___ Page

Muharrem İnce, a former Republican People’s Party (CHP) member and the party’s presidential candidate in 2018, now leads the Homeland Party (MP) and is on a mission to gather signatures to secure his place on the presidential ballot. However, his candidacy has been met with skepticism from various segments of Turkish society, with concerns about whether İnce’s bid will bring about any positive change or, worse, tip the scales in favor of the Justice and Development Party (AKP) government led by President Recep Tayyip Erdoğan.

Turkey will hold its presidential election on May 14, with 11 prospective candidates currently collecting signatures to compete in the race. The primary contenders are President Erdoğan, who is seeking re-election, and Kemal Kılıçdaroğlu, the presidential candidate of an opposition bloc of six parties known as the Nation Alliance.

______
___ Material supplied

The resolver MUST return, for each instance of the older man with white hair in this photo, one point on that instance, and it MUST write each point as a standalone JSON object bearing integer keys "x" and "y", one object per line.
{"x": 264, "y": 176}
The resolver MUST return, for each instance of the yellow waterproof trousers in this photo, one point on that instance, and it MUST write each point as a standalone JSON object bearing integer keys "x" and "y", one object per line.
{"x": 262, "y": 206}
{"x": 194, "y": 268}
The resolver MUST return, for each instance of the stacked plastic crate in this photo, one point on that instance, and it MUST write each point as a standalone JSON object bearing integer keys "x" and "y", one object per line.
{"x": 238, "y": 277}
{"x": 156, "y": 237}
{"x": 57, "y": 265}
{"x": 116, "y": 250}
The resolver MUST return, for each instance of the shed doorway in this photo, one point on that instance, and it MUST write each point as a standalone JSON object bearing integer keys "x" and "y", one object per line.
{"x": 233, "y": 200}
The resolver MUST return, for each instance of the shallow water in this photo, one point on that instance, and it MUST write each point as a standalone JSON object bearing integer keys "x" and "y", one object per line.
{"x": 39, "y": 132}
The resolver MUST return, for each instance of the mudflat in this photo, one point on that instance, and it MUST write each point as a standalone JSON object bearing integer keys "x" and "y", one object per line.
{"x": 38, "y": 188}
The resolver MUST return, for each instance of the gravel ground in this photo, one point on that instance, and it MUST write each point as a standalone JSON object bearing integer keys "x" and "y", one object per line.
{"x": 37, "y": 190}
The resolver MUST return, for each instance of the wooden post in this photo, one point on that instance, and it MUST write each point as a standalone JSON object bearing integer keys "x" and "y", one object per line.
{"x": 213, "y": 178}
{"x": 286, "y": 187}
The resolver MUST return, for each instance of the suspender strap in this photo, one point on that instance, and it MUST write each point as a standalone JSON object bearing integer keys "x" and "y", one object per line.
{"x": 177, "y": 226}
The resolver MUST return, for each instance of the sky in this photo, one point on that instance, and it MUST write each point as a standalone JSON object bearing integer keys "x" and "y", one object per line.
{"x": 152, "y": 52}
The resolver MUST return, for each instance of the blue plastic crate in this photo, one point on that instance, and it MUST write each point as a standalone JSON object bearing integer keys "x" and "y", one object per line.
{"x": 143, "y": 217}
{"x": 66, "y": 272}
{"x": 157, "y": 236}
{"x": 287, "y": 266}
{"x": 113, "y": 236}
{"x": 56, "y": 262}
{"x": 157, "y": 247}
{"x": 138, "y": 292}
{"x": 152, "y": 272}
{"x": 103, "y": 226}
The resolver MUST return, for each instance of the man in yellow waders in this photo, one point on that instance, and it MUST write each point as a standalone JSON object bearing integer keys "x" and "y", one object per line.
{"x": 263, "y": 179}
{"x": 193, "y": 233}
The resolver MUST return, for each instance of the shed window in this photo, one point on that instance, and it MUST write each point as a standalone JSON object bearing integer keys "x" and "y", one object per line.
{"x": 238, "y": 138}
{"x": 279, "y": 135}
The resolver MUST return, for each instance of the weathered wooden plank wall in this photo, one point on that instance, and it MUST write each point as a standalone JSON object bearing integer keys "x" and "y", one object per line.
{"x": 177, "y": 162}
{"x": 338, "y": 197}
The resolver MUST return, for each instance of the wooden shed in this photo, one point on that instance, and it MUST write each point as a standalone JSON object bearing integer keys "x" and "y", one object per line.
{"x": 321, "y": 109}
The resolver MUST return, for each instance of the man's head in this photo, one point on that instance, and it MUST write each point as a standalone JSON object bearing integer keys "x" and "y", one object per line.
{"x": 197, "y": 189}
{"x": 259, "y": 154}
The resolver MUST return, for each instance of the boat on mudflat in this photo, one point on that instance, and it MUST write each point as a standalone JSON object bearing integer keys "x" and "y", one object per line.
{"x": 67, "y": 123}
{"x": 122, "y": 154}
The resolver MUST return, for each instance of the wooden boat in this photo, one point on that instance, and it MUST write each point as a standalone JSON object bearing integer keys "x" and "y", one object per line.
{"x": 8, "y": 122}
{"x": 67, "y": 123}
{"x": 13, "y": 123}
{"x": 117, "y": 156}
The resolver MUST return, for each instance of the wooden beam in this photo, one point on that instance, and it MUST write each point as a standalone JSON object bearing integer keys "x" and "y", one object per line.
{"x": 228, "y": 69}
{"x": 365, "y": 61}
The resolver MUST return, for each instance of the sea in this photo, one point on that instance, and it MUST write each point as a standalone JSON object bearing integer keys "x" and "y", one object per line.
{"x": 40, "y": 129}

______

• [Your tasks]
(A) Which party does Muharrem İnce now lead, according to the article on Turkey's presidential race?
(B) Carry the article on Turkey's presidential race forward from its final sentence.
Nothing in the lines is required here.

• [Exercise responses]
(A) The Homeland Party (MP).

(B)
İnce initially gained recognition during the 2018 presidential election campaign, when he ran as the CHP’s candidate and secured 30.6 percent of the vote.

However, his response when the polls closed, when his supporters expected leadership from him, is still harshly criticized. He conceded defeat against Erdoğan on election night in 2018, before Erdoğan’s victory was certain, urging the re-elected Turkish president to embrace all the country’s citizens.

“I accept the election results,” İnce had said at the time, which earned him widespread criticism for failing to stand behind the votes of the people who supported him amid suspicions of election fraud.

Many say İnce’s candidacy could weaken Kılıçdaroğlu’s chances of winning since his likely voters will be from among people supporting Kılıçdaroğlu, not Erdoğan.

Following a falling out with the CHP in 2021, İnce formed his own party and has now set his sights on the presidency once again.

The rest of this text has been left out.